Aim of the task
Each entry is to be reproduced verbatim, and images are to be omitted.

Material shown section start

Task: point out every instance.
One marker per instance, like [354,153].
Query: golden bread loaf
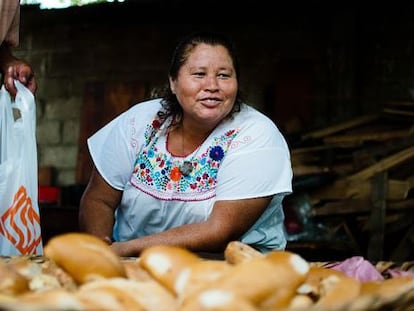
[84,257]
[165,263]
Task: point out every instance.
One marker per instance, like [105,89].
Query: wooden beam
[340,127]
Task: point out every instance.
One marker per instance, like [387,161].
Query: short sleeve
[114,147]
[257,164]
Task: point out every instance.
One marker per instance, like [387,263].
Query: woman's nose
[212,83]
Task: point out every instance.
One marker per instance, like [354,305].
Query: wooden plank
[359,139]
[376,222]
[361,189]
[340,127]
[383,165]
[357,206]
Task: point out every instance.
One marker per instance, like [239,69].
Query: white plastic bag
[20,230]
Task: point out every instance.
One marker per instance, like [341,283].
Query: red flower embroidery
[175,174]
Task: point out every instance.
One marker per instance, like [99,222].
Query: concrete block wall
[357,57]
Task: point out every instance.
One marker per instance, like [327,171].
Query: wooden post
[375,251]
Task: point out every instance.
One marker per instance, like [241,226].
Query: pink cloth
[357,267]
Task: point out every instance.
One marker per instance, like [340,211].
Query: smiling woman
[61,4]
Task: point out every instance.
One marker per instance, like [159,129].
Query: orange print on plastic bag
[20,224]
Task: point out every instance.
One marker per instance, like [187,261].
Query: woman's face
[206,85]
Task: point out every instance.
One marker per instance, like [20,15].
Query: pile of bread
[81,272]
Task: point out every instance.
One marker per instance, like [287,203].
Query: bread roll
[218,300]
[200,275]
[165,263]
[54,299]
[135,295]
[337,292]
[84,257]
[270,280]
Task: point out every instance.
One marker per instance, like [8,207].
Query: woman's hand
[21,71]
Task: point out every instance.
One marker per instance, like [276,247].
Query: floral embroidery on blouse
[158,172]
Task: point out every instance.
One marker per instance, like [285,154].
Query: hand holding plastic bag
[20,231]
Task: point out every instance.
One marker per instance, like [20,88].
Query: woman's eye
[199,74]
[224,75]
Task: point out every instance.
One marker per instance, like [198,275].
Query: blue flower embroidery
[216,153]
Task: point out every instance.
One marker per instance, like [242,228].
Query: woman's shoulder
[250,117]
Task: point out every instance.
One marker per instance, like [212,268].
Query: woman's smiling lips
[210,101]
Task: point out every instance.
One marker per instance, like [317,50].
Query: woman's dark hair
[169,102]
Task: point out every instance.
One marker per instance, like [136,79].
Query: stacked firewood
[362,170]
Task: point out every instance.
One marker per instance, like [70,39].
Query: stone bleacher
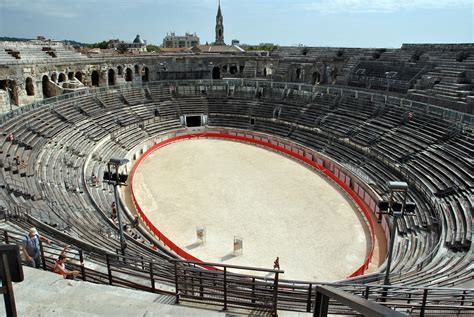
[65,143]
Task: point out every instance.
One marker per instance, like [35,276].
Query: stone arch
[47,93]
[146,74]
[13,91]
[78,76]
[298,73]
[267,71]
[316,78]
[111,77]
[128,74]
[30,87]
[216,72]
[95,77]
[233,69]
[61,78]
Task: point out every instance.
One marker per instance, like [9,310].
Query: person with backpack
[60,266]
[31,248]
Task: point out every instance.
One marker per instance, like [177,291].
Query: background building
[176,41]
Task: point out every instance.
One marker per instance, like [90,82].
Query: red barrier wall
[273,145]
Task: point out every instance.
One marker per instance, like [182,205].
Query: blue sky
[349,23]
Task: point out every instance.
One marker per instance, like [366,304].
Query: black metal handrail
[228,288]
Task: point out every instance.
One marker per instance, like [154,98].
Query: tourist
[60,266]
[114,211]
[135,222]
[94,179]
[276,264]
[31,248]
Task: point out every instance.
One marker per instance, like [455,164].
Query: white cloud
[357,6]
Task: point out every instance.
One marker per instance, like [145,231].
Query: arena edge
[364,198]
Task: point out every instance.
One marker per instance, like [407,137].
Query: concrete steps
[47,294]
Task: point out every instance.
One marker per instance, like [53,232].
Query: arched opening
[316,78]
[78,76]
[146,74]
[95,78]
[267,71]
[111,77]
[13,93]
[128,75]
[298,73]
[216,73]
[30,88]
[46,89]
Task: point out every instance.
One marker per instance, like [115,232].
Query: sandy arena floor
[276,205]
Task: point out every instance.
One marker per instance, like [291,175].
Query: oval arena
[300,167]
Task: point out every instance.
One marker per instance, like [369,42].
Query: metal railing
[225,287]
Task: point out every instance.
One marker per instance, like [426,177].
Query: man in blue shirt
[31,248]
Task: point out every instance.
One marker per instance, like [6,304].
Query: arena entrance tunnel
[295,154]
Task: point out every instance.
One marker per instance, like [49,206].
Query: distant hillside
[19,39]
[13,39]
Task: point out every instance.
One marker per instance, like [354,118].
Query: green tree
[122,48]
[152,48]
[101,45]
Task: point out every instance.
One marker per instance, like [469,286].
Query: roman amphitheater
[232,160]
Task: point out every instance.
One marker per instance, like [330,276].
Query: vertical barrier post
[225,288]
[308,302]
[176,282]
[201,288]
[253,290]
[83,270]
[152,279]
[275,295]
[109,270]
[43,260]
[423,303]
[7,288]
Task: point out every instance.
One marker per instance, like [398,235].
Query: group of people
[18,162]
[31,249]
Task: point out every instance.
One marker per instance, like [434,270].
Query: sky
[336,23]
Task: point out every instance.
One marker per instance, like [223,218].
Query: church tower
[219,27]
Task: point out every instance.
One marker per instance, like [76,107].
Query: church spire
[219,26]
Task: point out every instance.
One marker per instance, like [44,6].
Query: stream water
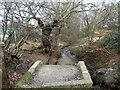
[66,52]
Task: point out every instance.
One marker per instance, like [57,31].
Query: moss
[23,79]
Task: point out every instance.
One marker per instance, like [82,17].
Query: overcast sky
[85,1]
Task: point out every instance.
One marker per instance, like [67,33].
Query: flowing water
[66,52]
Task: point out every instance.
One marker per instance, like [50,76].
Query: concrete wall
[1,57]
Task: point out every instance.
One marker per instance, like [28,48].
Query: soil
[27,59]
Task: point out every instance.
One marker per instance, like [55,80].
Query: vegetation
[41,30]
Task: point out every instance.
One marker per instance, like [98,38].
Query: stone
[101,70]
[110,77]
[58,76]
[65,60]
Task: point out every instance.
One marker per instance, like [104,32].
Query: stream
[68,58]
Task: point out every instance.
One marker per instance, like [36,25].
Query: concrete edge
[28,74]
[85,74]
[83,83]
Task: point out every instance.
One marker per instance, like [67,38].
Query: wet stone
[55,73]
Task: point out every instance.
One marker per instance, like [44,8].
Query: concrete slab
[55,73]
[57,76]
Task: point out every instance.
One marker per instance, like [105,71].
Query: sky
[85,1]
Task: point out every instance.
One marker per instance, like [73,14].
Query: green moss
[23,79]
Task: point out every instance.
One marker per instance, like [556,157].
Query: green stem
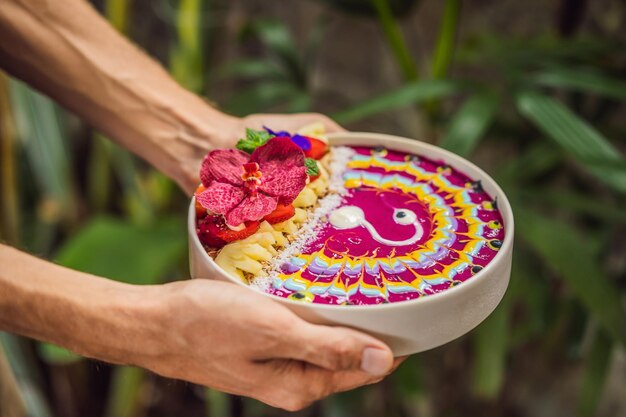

Material shown section end

Output for this exercise
Task: point out every instance.
One marker per instance, like [354,153].
Query: golden bread loaf
[84,257]
[165,263]
Task: point out every instance.
One marker per instance, like [105,89].
Query: wooden beam
[340,127]
Task: point out every instance.
One marker per instance, like [387,161].
Query: short sleeve
[114,147]
[257,164]
Task: point out every instance.
One marker per instance, like [387,263].
Query: woman's nose
[212,83]
Task: point out every instance.
One marker per instance, like [354,305].
Query: wooden plank
[359,139]
[376,222]
[361,189]
[340,127]
[383,165]
[357,206]
Task: point out every instance.
One marker per instance, like [239,69].
Query: white plastic bag
[20,230]
Task: point out every instance.
One marker per instance, like [341,283].
Query: red flower embroidery
[175,174]
Task: point out every instance.
One marker per instance, like [99,222].
Query: concrete block wall
[357,57]
Task: point out every instance.
One marker per instance, like [327,171].
Query: wooden post
[375,251]
Task: point out every instance.
One marker per instance, like [241,226].
Query: pink cloth
[357,267]
Task: point out every instance.
One marker per instance, like [340,211].
Query: smiling woman
[61,4]
Task: point out every instance.
One marker per instance, like [159,129].
Query: orange print on plastic bag
[20,224]
Task: point out every instance.
One marker per instance, like [187,261].
Query: woman's face
[206,85]
Task: point out every instance.
One marker per instance, like [20,15].
Query: pile of bread
[81,272]
Task: point out every instance.
One marker per instance, like [287,203].
Query: bread roll
[218,300]
[200,275]
[165,263]
[54,299]
[135,295]
[337,292]
[84,257]
[270,280]
Task: point out every instance.
One marker per instance, like [8,207].
Query: woman's hand
[21,71]
Task: point out every instance.
One marker per instance, like [276,247].
Query: floral embroidery on blouse
[158,172]
Task: point out every instance.
One marker per instance, like [285,154].
Query: hand holding plastic bag
[20,231]
Task: point out every instance.
One marker per instance, like [20,88].
Query: woman's eye
[199,74]
[224,75]
Task: point out every instance.
One marker per instance, like [198,275].
Query: blue flower embroidery
[216,153]
Task: point out every instance.
One marker per instance, like [242,228].
Query: woman's shoulder
[250,117]
Task: point out every instance.
One marker per instance, like [212,268].
Query: woman's smiling lips
[210,101]
Task: point out every instance.
One marker per instance, like [317,50].
Query: woman's dark hair
[169,102]
Task: point out every instance.
One marker per instance, like [136,79].
Query: stacked firewood
[362,170]
Task: point out every instance.
One marker per instance, like [70,39].
Query: stone bleacher
[65,143]
Task: point out every instance.
One marker per instance, like [35,276].
Query: stone arch
[47,93]
[146,74]
[13,91]
[78,76]
[298,73]
[267,71]
[316,78]
[111,77]
[128,74]
[30,87]
[216,72]
[95,77]
[233,69]
[61,78]
Task: point out every instance.
One marker per instance, like [9,310].
Query: person with backpack
[60,266]
[31,248]
Task: point out every instance.
One marker per instance, like [177,291].
Query: background building
[176,41]
Task: point out every instance.
One marker per instance, like [90,82].
Query: red barrier wall
[273,145]
Task: point out every instance.
One marker per instance, like [182,205].
Query: blue sky
[349,23]
Task: point out every instance.
One marker per instance, like [366,304].
Query: black metal handrail
[228,288]
Task: point out every instance.
One marker per instance, like [154,98].
Query: tourist
[60,266]
[114,211]
[135,222]
[94,179]
[276,264]
[31,248]
Task: point out every instance.
One marker per instance, like [455,164].
Query: white cloud
[357,6]
Task: point out every instance.
One marker per instance, like [145,231].
Query: arena edge
[364,198]
Task: point out every instance.
One marker per instance, like [407,137].
Query: concrete steps
[47,294]
Task: point out every instance.
One marker per instance, like [53,232].
Query: arched opening
[316,78]
[78,76]
[146,74]
[95,78]
[267,71]
[111,77]
[13,93]
[128,75]
[298,73]
[216,73]
[30,88]
[46,89]
Task: point out every instance.
One marker per instance, like [115,232].
Query: sandy arena floor
[276,205]
Task: point out every instance.
One marker per instance, like [291,175].
Query: oval arena
[300,167]
Task: point out every instance.
One marker per instance, like [369,42].
Query: metal railing
[225,287]
Task: point out every instance.
One marker per instance, like [426,177].
Query: man in blue shirt
[31,248]
Task: point out every instance.
One marker per instance, like [6,304].
Query: arena entrance tunnel
[295,154]
Task: point out every instance.
One marker per instance, like [49,206].
Query: distant hillside
[19,39]
[13,39]
Task: point out every instance.
One marker per instance, like [354,118].
Query: green tree
[122,48]
[152,48]
[101,45]
Task: point out every instance.
One marker per instance, like [469,286].
Query: roman amphitheater
[232,160]
Task: point out every instance.
One marker per instance, like [330,276].
Query: vertical barrier post
[225,288]
[308,302]
[176,282]
[201,288]
[253,290]
[83,270]
[152,279]
[275,295]
[109,270]
[43,260]
[423,303]
[7,288]
Task: point out every instance.
One marker per instance, like [398,235].
Query: group of people
[18,162]
[31,249]
Task: point out every instance.
One marker per instance, like [434,270].
Query: sky
[336,23]
Task: point out every instance.
One marker per instance, like [223,218].
Query: church tower
[219,27]
Task: point out every instance.
One marker per instance, like [76,107].
Query: church spire
[219,26]
Task: point out every instance.
One marker per instance, like [44,6].
Query: stream water
[66,52]
Task: point out every instance.
One marker per instance, like [57,31].
Query: moss
[23,79]
Task: point out every instance.
One marker per instance, like [82,17].
Query: overcast sky
[85,1]
Task: point out every instance.
One marker per instance, like [67,33].
Query: flowing water
[66,52]
Task: point out every instance.
One marker per instance, like [50,76].
Query: concrete wall
[1,57]
Task: point out every instance.
One marker per instance, like [28,48].
Query: soil
[27,59]
Task: point out every instance.
One marker per instance, like [55,80].
Query: vegetation
[41,30]
Task: point out every instance.
One marker per instance, like [98,38].
Query: stone
[101,70]
[110,77]
[58,76]
[65,60]
Task: point out every instance.
One marker per instance, like [104,32].
Query: stream
[68,58]
Task: point out every instance.
One marker per instance, like [36,25].
Query: concrete edge
[28,74]
[85,74]
[83,83]
Task: point out every instance.
One marker per instance, like [67,38].
Query: wet stone
[55,73]
Task: point out every instance.
One marker per instance, like [44,8].
Query: concrete slab
[55,73]
[57,76]
Task: point out every instance.
One marker per instance, like [105,71].
Query: sky
[85,1]
Task: point out every instance.
One marker per instance, like [73,14].
Query: green moss
[23,79]
Task: point out every instance.
One marker per instance, like [556,157].
Query: green stem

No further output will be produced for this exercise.